(Segmentation mask data)

◇ ◇ ◇ ◇

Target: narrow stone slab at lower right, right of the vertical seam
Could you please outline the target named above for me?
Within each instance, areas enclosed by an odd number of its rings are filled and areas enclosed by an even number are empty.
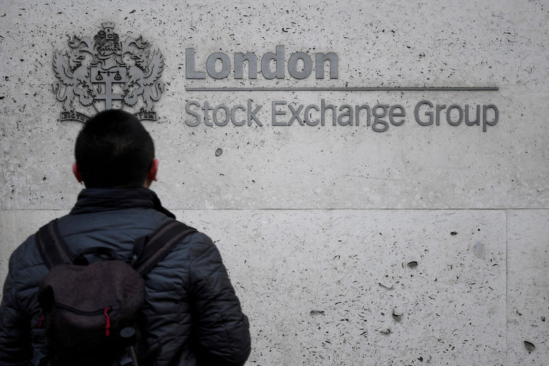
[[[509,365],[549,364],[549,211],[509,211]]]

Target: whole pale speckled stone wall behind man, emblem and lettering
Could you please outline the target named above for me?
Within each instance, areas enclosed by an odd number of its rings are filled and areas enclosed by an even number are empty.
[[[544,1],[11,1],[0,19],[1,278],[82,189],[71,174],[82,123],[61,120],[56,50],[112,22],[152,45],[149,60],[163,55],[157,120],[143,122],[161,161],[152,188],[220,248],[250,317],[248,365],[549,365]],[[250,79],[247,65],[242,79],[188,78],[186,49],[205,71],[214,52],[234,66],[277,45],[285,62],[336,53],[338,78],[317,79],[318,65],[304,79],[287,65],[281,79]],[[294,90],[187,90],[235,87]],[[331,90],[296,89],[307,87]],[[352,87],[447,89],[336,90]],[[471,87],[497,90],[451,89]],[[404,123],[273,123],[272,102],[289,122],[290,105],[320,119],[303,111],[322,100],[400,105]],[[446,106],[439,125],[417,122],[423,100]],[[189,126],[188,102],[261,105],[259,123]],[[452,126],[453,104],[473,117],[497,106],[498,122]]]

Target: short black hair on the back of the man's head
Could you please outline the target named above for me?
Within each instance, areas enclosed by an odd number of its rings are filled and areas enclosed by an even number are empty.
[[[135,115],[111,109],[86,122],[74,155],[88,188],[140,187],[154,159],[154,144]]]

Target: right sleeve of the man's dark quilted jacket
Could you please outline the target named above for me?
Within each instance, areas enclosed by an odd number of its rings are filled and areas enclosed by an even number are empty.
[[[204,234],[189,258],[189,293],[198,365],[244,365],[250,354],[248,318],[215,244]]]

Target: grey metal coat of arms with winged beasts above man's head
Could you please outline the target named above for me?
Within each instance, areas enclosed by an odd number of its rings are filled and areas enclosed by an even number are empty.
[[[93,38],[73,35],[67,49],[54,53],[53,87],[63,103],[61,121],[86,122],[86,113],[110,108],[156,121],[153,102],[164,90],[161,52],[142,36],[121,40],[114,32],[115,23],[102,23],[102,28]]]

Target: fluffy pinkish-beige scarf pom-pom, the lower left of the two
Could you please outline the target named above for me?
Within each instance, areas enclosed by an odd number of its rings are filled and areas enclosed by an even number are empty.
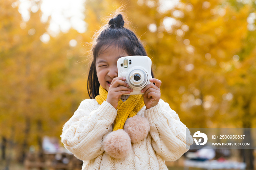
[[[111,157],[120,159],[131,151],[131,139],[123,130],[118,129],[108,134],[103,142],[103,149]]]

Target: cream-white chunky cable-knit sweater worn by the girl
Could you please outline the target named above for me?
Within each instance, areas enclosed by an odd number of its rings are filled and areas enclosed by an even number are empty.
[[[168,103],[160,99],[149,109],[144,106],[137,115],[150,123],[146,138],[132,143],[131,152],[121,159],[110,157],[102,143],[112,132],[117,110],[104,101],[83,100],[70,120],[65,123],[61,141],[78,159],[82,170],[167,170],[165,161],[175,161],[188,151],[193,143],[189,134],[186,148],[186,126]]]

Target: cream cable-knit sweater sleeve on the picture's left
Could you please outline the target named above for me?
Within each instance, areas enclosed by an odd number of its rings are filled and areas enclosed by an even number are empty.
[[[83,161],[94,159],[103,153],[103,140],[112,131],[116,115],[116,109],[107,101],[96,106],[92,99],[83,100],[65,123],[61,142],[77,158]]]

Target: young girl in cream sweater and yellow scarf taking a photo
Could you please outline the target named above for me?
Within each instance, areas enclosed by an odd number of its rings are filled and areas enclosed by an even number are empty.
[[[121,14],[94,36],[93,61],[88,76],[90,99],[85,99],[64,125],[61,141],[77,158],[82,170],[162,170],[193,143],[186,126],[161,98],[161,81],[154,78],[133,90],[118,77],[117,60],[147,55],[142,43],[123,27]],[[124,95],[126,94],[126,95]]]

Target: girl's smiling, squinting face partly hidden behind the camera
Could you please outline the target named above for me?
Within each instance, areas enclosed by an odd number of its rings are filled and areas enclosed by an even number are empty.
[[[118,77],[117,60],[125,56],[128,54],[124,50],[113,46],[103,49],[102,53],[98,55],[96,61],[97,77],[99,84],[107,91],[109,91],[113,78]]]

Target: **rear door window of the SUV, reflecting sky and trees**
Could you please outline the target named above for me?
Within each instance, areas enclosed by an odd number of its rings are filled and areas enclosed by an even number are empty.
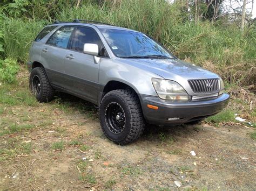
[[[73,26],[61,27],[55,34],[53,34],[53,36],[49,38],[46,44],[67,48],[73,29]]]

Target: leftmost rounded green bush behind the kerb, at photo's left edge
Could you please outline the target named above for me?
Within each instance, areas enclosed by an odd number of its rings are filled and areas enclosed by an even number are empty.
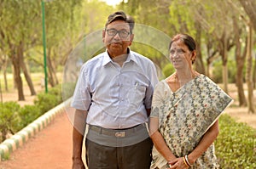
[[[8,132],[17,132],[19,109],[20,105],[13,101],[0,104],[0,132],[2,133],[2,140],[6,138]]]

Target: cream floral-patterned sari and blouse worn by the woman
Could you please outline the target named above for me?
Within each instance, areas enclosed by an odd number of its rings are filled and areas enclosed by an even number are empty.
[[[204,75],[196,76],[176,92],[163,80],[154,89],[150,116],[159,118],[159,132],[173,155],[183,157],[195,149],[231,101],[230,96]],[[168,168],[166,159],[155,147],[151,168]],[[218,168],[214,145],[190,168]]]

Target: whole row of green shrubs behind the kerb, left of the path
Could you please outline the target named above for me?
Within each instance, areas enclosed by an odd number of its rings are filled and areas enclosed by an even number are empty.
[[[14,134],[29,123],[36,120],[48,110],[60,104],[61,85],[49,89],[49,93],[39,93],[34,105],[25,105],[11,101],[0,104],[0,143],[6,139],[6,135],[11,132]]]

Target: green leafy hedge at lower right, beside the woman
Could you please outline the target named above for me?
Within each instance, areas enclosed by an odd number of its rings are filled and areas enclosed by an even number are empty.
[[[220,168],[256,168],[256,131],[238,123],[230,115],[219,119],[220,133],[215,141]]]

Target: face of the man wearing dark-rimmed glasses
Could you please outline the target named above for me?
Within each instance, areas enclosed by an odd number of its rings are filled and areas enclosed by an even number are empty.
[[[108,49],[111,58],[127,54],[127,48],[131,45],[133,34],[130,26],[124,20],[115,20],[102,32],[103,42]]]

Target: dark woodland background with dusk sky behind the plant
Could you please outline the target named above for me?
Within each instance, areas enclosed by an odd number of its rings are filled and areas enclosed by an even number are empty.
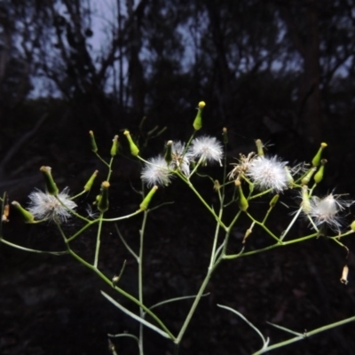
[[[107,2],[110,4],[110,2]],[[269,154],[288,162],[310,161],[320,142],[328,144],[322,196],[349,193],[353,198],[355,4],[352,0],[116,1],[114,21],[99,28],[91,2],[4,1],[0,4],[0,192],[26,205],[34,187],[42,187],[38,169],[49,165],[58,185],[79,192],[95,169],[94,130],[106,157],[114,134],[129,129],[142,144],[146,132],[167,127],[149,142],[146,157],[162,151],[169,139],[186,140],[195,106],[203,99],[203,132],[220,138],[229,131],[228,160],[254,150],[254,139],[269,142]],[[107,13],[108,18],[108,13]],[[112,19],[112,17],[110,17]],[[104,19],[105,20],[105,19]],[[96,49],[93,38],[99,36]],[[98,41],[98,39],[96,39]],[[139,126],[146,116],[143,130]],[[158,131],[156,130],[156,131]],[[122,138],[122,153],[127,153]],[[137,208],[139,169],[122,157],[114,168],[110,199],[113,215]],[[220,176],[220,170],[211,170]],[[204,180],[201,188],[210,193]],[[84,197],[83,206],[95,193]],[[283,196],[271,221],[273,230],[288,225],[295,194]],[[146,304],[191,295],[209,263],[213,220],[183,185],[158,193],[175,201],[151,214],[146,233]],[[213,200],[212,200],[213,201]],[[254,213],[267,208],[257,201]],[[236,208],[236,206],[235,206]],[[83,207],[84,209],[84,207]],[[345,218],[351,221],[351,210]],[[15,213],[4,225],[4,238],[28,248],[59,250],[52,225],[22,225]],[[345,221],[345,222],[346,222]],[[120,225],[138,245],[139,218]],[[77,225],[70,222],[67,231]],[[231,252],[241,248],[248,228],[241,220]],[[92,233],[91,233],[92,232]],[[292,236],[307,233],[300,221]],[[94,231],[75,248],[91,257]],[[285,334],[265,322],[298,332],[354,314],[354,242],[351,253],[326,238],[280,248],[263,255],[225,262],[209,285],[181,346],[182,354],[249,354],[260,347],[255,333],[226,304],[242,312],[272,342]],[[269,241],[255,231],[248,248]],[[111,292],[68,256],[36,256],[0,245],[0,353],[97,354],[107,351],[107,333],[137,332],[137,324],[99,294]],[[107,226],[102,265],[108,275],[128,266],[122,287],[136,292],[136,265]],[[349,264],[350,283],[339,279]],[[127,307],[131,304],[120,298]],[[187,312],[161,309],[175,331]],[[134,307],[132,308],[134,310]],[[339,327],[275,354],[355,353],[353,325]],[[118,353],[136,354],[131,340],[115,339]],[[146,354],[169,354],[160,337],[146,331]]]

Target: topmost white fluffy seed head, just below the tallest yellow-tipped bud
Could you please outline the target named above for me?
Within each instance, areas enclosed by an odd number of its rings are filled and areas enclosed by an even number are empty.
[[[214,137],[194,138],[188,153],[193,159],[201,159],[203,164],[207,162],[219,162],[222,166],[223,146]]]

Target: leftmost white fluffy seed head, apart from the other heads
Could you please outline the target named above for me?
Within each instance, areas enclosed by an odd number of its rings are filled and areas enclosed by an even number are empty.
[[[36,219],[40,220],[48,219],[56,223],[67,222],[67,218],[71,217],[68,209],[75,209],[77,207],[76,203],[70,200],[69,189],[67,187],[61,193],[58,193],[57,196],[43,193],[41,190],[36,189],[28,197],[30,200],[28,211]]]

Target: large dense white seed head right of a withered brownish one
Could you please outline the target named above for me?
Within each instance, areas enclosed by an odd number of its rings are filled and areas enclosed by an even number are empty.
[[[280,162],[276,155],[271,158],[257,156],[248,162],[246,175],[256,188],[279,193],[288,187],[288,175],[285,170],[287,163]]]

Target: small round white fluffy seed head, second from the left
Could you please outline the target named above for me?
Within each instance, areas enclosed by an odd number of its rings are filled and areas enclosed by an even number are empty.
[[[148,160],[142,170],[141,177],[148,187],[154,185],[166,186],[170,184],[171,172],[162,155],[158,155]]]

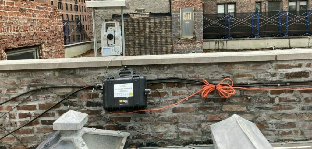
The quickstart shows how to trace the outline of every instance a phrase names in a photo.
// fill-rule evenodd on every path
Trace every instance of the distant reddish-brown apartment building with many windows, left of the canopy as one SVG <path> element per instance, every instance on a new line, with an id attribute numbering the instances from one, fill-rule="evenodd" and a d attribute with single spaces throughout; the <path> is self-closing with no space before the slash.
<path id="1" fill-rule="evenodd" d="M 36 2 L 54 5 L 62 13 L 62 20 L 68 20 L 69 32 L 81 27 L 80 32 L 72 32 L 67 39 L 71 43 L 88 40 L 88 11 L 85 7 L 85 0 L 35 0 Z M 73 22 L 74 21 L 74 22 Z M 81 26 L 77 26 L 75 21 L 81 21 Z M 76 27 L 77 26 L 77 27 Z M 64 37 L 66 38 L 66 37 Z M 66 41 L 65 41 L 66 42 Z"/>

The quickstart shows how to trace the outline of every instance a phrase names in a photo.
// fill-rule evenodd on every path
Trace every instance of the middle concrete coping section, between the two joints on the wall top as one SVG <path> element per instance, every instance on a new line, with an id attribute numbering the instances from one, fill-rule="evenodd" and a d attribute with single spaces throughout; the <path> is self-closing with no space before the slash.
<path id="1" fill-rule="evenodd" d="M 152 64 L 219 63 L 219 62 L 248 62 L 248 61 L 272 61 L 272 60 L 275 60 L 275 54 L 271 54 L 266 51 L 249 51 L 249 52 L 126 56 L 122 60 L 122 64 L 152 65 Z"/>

◇ ◇ ◇ ◇

AIM OF THE TASK
Check each line of the entries above, and show every one holding the word "yellow".

COMPLETED EXERCISE
Target: young girl in cream sweater and yellow scarf taking a photo
Target: topmost white fluffy seed head, just below the tallest yellow-tipped bud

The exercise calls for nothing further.